## TEXT SECTION
-- start --

Significance. If the independence of the Lollypop chain and the quantitative superiority of the staged solver are substantiated, the work would address a practical pain point in producing high-quality ground-truth datasets for SLAM, robotics, and AR/VR. The production deployment provides evidence of real-world utility, and an independent verification method could reduce undetected calibration failures that corrupt downstream tasks.

major comments (3)

[Abstract] Abstract: the central claims of outperformance over existing benchwork and reliable detection of calibration degradation are stated without any quantitative metrics, error bars, test protocol description, or dataset size, which prevents assessment of whether the staged solver and joint estimation deliver load-bearing improvements.
[Lollypop verification description] Lollypop verification description: the claim that the measurement chain is 'entirely independent of the calibration data' is load-bearing for the verification contribution, yet the joint estimation of the board-to-marker transform creates a potential dependence on the same physical board/markers; no explicit decoupling (separate fiducial set, unknown-transform treatment during verification, or mechanical isolation) is shown to guarantee independence.
[Staged solver section] Staged solver section: the robustness benefit under 'ambiguous initialization' and 'board-to-marker attachment variation' is asserted as a key advantage, but no ablation or coverage analysis demonstrates that the stages and termination criteria handle the full range of real-world fisheye attachment and initialization conditions described in the abstract.

minor comments (1)

[Notation] Notation for rigid transforms (board-to-marker, camera extrinsics) should be defined once with consistent symbols and used uniformly to avoid reader confusion.

Simulated Author's Rebuttal

3 responses · 0 unresolved

We thank the referee for the constructive and detailed comments, which help strengthen the presentation of our calibration and verification system. We address each major comment below with point-by-point responses and indicate where revisions have been made to the manuscript.

-- end --

## SHORT EXERCISE 1
In the review's minor comment, which rigid transforms need consistent notation?
The review and the entries are separate material.

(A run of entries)
-- start --

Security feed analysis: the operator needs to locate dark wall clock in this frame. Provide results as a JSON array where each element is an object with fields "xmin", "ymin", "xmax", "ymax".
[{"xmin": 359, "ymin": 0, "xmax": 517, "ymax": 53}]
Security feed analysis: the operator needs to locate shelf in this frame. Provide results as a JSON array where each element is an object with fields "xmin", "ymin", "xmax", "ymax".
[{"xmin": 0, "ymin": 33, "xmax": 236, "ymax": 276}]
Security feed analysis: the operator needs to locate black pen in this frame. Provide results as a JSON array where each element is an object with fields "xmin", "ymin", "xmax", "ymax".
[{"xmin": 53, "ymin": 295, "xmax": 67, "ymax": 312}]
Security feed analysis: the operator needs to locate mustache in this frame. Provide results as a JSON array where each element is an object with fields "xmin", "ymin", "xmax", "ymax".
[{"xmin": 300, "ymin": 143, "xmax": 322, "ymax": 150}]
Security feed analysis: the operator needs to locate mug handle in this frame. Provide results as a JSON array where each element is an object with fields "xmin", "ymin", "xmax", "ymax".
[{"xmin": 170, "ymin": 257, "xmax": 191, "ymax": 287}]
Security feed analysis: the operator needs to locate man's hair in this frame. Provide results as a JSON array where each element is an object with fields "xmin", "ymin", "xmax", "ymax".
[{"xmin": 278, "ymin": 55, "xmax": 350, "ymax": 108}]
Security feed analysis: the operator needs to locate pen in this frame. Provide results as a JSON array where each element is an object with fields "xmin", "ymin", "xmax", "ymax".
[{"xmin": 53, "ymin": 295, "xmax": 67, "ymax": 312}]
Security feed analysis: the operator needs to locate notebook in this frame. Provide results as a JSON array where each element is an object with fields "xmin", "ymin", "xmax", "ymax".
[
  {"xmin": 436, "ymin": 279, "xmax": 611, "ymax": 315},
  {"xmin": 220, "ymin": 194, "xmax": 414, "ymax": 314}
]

-- end --

## SHORT EXERCISE 2
Render the stretch of entries from the line containing "Security feed analysis: the operator needs to locate man's" through the end of the entries as a Markdown table with columns Nr and Line, omitting blank lines.

## SOLUTION 1
The board-to-marker transform and the camera extrinsics.

## SOLUTION 2
| Nr | Line |
|---|---|
| 1 | Security feed analysis: the operator needs to locate man's hair in this frame. Provide results as a JSON array where each element is an object with fields "xmin", "ymin", "xmax", "ymax". |
| 2 | [{"xmin": 278, "ymin": 55, "xmax": 350, "ymax": 108}] |
| 3 | Security feed analysis: the operator needs to locate pen in this frame. Provide results as a JSON array where each element is an object with fields "xmin", "ymin", "xmax", "ymax". |
| 4 | [{"xmin": 53, "ymin": 295, "xmax": 67, "ymax": 312}] |
| 5 | Security feed analysis: the operator needs to locate notebook in this frame. Provide results as a JSON array where each element is an object with fields "xmin", "ymin", "xmax", "ymax". |
| 6 | [ |
| 7 |   {"xmin": 436, "ymin": 279, "xmax": 611, "ymax": 315}, |
| 8 |   {"xmin": 220, "ymin": 194, "xmax": 414, "ymax": 314} |
| 9 | ] |